===== 本文 =====
新型コロナウィルス感染拡大の影響で企業の業績が悪化し、この春、就職予定だった高校生や大学生が内定を取り消されるケースが全国で報告されています。
そして、厚生労働省は3月19日、新型コロナウイルス感染症の影響を理由に、新卒者の採用内定を取り消す事例が、3月18日時点で13件21人となったと発表しました。
そもそも、会社業績が悪化したからといって、内定を取り消すことに問題はないのでしょうか。学生の人生に大きな影響を及ぼす内定取り消しについて、今回は確認してみましょう。
内定の法的性格
内定とは、一般的に企業から採用可として雇用契約の締結を約束されたことを言います。
採用内定の法的性格は事案により異なりますが、採用内定通知のほかには労働契約締結のため特段意思表示をすることが予定されていない場合には、採用内定により始期付解約権留保付労働契約が成立したと認められるとされています。
始期付解約権留保付労働契約とは、「始期付」とは、大学卒業後など労働契約が始まる期日が決まっていることを意味します。「解約権留保付」とは、入社するまでの間に、採用内定通知書や誓約書に定めた採用内定取消事由が生じた場合や学校を卒業できなかった場合には、労働契約を解約することができる旨の合意を含んでいます。しかし、あくまで労働契約としては成立しているのです。
そのため、採用内定取消は解雇に当たり、労契法16条の解雇権の濫用についての規定が適用され、「客観的に合理的な理由を欠き社会通念上相当であると認められない場合」には、権利を濫用したものとして解雇(採用内定取消)は無効となります。
解雇としての合理的な理由
採用内定の取消が有効とされるのはどのような場合でしょうか。
以下は厚生労働省のウェブサイトからの引用です。
採用内定取消が有効とされるのは、原則的には
①採用内定の取消事由が、採用内定当時知ることができず、また知ることが期待できないような事実であること、
②この事実を理由として採用内定を取消すことが、解約権留保の趣旨、目的に照らして、解雇として客観的に合理的と認められ社会通念上相当として是認することができる場合(労契法16)
に限られると考えられます。上記①の事由について、具体的には、ⅰ契約の前提となる条件や資格の要件を満たさないとき、ⅱ健康状態の悪化、ⅲ重要な経歴詐称、ⅳ重要な必要書類を提出しないこと、ⅴその他の不適格事由などが考えられます。
さらに、経営状況の悪化による採用内定取消も考えられます。この場合については、基本的に整理解雇の場合に準じ、いわゆる整理解雇の4要素、すなわち①人員整理の必要性、②解雇回避の努力義務、③解雇対象者の選定の合理性、④手続の妥当性、を踏まえて、その有効性が判断されることになると考えられます。
(出所 厚生労働省ウェブサイト https://www.check-roudou.mhlw.go.jp/sp/qa/zigyonushi/koyou/q7.html)
整理解雇の4要素
経営状況の悪化による内定取消であったとしても、上記の通り整理解雇の4要素を踏まえて、有効性が判断されます。
=====
§ **課題**:
本文について、次の問いに答えなさい。
1. 厚生労働省が3月19日に発表した、3月18日時点での新卒者の採用内定取消の事例数はいくつか。
2. 「始期付」とは何を意味するか。
3. 整理解雇の4要素のうち、②に当たるものは何か。
本文の内容だけを根拠に答えなさい。
===== 保存データ =====
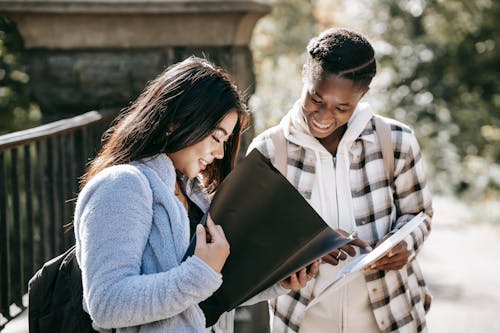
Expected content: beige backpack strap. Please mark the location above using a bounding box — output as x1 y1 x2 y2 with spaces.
375 116 394 184
269 126 288 177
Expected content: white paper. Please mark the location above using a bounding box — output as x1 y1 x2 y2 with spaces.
333 212 426 284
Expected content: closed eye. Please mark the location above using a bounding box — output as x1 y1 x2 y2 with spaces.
212 134 220 143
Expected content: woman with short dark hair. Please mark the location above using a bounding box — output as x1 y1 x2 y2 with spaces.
249 29 432 333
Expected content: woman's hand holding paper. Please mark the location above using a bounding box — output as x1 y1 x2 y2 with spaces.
321 229 372 265
368 238 410 270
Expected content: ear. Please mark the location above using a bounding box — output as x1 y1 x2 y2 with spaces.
301 64 309 83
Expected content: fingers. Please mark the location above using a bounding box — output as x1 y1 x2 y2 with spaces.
368 242 410 270
335 229 372 252
349 238 372 252
307 260 321 279
207 215 227 243
340 244 356 260
196 224 207 247
280 267 309 291
321 245 350 266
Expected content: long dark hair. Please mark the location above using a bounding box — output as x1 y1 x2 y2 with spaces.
81 57 248 188
306 28 377 90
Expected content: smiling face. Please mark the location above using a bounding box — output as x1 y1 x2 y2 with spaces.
168 111 238 178
301 71 364 139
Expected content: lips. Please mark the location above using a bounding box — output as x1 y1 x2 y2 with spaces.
309 117 334 132
199 158 212 170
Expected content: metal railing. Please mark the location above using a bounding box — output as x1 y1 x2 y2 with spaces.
0 110 117 330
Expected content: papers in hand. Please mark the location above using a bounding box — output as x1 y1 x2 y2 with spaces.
332 212 426 285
=====
§ **解答**:
1. 13件21人
2. 大学卒業後など労働契約が始まる期日が決まっていること
3. 解雇回避の努力義務